Activity >> The word "table" occurs in some lines of the listing. Copy those lines.

Records for processing >>
· · · ·
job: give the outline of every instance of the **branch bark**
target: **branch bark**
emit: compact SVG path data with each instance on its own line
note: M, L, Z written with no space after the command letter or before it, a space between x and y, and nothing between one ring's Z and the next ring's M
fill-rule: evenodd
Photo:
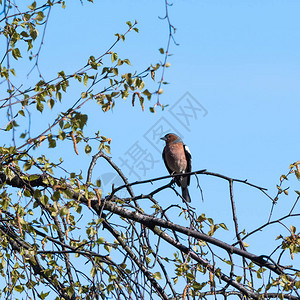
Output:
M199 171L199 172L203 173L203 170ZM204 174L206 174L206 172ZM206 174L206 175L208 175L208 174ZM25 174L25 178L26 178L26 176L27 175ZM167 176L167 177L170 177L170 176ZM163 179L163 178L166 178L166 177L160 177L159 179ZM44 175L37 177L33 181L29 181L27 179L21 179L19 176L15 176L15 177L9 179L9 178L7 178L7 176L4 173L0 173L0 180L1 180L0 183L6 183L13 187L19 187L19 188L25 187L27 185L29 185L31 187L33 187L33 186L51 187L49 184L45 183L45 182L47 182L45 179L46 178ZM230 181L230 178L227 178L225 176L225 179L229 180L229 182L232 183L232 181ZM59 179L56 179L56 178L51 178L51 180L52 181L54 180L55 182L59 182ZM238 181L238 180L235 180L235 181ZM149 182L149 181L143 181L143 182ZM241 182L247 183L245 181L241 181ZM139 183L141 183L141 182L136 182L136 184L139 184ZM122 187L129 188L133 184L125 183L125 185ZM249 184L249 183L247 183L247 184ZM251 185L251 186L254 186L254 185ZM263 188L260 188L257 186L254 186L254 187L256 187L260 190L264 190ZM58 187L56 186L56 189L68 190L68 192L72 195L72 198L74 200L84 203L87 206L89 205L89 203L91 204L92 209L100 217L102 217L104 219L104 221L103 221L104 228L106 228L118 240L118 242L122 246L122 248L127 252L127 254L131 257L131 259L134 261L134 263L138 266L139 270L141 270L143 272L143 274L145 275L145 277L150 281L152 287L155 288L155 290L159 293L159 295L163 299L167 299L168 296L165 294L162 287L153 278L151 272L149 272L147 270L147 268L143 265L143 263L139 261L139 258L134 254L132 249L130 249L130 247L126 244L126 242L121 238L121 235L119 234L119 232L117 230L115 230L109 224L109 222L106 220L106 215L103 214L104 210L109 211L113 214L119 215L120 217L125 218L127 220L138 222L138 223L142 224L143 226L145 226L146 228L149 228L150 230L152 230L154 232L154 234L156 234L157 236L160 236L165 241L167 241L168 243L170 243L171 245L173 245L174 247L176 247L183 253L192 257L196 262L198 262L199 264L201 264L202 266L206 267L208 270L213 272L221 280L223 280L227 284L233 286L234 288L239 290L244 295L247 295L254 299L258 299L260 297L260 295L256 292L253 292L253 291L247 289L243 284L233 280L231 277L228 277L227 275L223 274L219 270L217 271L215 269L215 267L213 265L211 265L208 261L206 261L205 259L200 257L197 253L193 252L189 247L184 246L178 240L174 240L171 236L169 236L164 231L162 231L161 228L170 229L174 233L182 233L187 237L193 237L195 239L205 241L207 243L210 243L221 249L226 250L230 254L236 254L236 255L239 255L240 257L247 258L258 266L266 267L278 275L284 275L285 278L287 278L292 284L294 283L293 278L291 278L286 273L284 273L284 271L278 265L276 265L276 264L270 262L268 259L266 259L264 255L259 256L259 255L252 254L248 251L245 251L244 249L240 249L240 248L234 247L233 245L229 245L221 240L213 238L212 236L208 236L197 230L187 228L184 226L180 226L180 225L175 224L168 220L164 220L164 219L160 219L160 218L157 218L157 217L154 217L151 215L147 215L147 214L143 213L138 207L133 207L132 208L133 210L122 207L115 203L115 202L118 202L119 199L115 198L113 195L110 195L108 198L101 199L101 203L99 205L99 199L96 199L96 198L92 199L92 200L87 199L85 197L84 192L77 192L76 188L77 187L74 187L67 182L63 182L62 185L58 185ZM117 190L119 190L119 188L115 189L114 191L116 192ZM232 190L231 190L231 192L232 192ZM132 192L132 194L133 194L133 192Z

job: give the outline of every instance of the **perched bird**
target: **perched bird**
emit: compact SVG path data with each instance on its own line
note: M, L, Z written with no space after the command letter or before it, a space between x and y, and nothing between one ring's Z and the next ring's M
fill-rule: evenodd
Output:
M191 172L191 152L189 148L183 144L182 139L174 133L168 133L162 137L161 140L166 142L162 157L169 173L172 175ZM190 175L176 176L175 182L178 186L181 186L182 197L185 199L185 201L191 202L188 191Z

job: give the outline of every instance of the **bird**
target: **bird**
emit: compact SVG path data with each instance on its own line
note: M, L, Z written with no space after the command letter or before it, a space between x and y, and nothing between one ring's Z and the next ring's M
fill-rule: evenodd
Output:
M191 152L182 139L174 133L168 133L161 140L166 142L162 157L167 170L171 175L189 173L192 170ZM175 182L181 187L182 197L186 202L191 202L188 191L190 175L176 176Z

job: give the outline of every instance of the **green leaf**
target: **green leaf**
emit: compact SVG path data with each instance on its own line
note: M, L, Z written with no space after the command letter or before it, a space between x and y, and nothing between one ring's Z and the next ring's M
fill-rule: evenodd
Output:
· · · ·
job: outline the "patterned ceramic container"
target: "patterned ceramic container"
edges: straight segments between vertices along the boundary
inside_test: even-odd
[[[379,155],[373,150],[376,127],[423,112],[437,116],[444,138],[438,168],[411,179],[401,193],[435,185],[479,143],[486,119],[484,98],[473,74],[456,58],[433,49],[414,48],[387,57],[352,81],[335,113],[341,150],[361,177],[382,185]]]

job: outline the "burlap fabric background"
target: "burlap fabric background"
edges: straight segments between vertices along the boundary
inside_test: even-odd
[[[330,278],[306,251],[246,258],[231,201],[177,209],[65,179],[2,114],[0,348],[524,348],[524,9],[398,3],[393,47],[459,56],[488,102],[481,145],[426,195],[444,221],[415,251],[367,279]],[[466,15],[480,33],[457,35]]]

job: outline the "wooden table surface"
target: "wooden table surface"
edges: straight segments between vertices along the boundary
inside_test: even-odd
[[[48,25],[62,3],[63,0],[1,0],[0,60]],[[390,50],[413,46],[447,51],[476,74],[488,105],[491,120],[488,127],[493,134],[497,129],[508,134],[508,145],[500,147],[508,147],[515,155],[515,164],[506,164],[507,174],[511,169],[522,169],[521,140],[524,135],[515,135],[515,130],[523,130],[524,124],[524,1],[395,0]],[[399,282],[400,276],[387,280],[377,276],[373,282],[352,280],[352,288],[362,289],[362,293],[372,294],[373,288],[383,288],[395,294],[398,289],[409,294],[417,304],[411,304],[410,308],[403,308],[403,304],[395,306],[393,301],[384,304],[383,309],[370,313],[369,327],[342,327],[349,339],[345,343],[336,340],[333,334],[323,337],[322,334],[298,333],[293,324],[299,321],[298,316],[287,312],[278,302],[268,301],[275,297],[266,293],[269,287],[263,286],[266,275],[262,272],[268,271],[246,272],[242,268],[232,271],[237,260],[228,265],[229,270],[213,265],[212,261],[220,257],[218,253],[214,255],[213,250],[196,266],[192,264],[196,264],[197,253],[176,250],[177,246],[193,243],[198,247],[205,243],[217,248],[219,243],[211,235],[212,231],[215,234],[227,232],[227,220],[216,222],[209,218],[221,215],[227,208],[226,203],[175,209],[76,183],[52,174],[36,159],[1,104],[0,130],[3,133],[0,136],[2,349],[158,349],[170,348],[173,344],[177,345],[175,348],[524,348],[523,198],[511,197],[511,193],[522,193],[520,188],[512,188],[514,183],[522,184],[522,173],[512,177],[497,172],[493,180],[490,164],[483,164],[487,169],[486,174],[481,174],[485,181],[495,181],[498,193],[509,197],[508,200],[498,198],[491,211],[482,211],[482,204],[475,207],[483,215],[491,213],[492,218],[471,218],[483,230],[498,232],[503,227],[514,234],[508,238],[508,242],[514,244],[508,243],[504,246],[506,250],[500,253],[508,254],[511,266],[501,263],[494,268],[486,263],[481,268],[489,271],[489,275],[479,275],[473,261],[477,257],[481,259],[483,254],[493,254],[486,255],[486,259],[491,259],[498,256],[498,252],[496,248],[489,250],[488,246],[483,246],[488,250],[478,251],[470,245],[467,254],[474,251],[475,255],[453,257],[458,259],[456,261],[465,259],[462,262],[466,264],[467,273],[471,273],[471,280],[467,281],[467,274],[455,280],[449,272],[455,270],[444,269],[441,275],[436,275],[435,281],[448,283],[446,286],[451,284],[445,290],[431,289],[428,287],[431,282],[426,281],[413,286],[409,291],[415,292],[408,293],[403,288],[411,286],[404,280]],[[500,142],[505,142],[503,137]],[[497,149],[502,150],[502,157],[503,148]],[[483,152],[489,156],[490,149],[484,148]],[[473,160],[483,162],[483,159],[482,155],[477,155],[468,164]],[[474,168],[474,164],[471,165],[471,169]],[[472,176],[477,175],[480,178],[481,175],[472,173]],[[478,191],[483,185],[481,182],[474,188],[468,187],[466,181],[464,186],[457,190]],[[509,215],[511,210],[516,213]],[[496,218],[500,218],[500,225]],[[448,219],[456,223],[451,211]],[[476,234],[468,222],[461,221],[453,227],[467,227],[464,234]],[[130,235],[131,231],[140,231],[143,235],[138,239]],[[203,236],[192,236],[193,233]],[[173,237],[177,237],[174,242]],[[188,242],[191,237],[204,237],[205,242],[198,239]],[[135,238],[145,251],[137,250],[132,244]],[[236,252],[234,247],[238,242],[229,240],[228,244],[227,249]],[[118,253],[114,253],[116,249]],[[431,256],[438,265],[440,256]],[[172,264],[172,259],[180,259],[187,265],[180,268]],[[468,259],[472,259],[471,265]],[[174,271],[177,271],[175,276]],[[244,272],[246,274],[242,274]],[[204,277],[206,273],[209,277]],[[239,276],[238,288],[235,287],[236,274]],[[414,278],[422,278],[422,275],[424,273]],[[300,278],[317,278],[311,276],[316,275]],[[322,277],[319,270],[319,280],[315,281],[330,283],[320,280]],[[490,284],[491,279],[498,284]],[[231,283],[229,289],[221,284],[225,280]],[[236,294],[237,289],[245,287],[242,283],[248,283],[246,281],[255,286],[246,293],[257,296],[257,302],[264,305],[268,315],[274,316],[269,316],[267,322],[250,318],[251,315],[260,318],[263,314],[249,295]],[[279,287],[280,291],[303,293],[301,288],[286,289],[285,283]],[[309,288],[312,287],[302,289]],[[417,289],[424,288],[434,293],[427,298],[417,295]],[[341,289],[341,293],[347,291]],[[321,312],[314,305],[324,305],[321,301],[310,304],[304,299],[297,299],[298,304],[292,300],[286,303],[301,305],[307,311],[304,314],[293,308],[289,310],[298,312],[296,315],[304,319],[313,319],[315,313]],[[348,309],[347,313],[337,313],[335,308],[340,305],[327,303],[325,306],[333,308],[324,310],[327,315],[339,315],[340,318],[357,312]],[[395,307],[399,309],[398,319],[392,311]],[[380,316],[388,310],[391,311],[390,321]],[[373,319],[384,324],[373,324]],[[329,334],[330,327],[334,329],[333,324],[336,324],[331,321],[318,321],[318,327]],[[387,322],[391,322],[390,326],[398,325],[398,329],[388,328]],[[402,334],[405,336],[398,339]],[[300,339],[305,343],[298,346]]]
· · · ·
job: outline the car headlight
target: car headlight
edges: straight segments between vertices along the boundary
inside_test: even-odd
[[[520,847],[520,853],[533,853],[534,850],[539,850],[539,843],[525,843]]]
· · · ·
Output of the exercise >>
job: outline the "wooden table surface"
target: "wooden table surface"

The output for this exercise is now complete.